> _SUPPLIED TEXT_
========================================

St. Petersburg State University
The network storage systems are treated, organized into several groups of devices with data redundancy capability. We consider two schemes for managing data reconstruction process, namely the declustered Redundant Array of Independent Disks (RAID) technique and, more generally, the Reed-Solomon (RS) error correction coding within the framework of the Welch-Berlekamp algorithm. These approaches essentially exploit the properties of circulant or Hankel matrices.
The reconstruction of all the units in the failed device causes a certain read/write load onto the survived devices. One of the major requirements to the storage device array is to manage the chunk group distribution across devices to produce a balanced read/write load on survived devices regardless of the location of the failed device. Construction of the data layout with the aid of an appropriate circulant matrix provides one with such an opportunity. This surprisingly relates to the classical Graph Coloring problem.
For the problem of the error locator polynomial construction in the RS-coding, we propose an effective algorithm for recursive computation of the potential candidates in the form of Hankel polynomials.
Data storage developers RAIDIX, XINNOR, . . .
RAID (Redundant Array of Independent Discs), Error correcting codes (Reed-Solomon)
Declustered RAID
Matrix formalism: Vandermonde, Hankel, circulant (циклические) matrices
RAID-group: $G$ binary blocks (chunks), $\ge 4 $KB, $G=G_{I}+G_{P} $ where $G_I$ stands for the number of information chunks, $G_P\in\{1,2,3\} $ the number of parity (checksums) chunks. For RAID5 configuration: $$C_1\oplus C_2 \oplus \dots \oplus C_{G-1} = C_G \, . $$ For $G=3$ $$ C_1\oplus C_2\oplus C_3=\mathbb O $$ All the chunks of the RAID-group are located in different disks. In case of failure of any disk, the lost chunks are reconstructed with the aid of the chunks of their RAID-groups remained undamaged. These chunks are XOR'ed, with the result first written to the spare chunk (rebuild). On completing this procedure for all the lost chunks, the chunks from spares are to be rewritten to the damaged disk (rebalance) if it is finally repaired.

========================================

> _WHAT TO WORK ON_
1. Return the passage of the storage-systems text between "The reconstruction of" and "correcting codes (Reed-Solomon)", inclusive.
2. List every type of matrix named in the storage-systems text.

========================================

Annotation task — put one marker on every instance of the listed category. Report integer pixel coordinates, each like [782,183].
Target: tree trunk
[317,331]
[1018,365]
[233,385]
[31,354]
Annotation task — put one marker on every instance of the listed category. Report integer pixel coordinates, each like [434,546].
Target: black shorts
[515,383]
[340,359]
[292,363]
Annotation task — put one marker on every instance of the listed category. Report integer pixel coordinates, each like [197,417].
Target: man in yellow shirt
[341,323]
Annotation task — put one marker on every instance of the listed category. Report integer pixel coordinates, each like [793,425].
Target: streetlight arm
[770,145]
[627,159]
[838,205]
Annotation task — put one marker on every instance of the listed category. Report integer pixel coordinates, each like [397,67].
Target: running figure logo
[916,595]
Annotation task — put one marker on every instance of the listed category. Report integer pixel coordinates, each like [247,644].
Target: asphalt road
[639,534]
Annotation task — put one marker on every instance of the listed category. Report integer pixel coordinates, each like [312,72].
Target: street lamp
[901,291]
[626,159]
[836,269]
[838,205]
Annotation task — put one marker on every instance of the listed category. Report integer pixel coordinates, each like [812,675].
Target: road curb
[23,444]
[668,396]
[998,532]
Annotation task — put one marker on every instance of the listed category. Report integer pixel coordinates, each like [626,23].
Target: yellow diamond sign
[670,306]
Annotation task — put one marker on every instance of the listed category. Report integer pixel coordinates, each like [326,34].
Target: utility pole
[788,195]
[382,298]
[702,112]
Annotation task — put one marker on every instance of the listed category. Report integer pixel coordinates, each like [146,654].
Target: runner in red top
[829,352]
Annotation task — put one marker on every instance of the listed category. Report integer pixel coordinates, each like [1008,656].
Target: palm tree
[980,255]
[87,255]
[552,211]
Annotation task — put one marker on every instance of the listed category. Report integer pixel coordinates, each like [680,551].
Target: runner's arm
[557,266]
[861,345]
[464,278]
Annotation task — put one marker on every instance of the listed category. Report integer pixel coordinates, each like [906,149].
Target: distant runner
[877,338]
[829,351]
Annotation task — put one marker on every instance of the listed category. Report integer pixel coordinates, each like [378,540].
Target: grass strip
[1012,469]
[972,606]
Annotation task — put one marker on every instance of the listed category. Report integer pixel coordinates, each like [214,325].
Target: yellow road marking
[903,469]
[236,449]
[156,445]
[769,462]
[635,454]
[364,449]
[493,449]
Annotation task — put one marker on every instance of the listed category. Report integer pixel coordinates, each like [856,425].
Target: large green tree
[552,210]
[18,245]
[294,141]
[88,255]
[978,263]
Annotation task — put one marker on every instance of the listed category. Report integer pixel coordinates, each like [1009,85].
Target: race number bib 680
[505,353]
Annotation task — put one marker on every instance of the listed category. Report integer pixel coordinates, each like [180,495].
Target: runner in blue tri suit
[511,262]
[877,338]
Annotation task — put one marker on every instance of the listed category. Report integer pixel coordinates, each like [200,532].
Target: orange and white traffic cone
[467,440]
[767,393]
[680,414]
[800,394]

========================================

> _EXERCISE RESPONSES_
1.
The reconstruction of all the units in the failed device causes a certain read/write load onto the survived devices. One of the major requirements to the storage device array is to manage the chunk group distribution across devices to produce a balanced read/write load on survived devices regardless of the location of the failed device. Construction of the data layout with the aid of an appropriate circulant matrix provides one with such an opportunity. This surprisingly relates to the classical Graph Coloring problem.
For the problem of the error locator polynomial construction in the RS-coding, we propose an effective algorithm for recursive computation of the potential candidates in the form of Hankel polynomials.
Data storage developers RAIDIX, XINNOR, . . .
RAID (Redundant Array of Independent Discs), Error correcting codes (Reed-Solomon)

2.
- Vandermonde
- Hankel
- circulant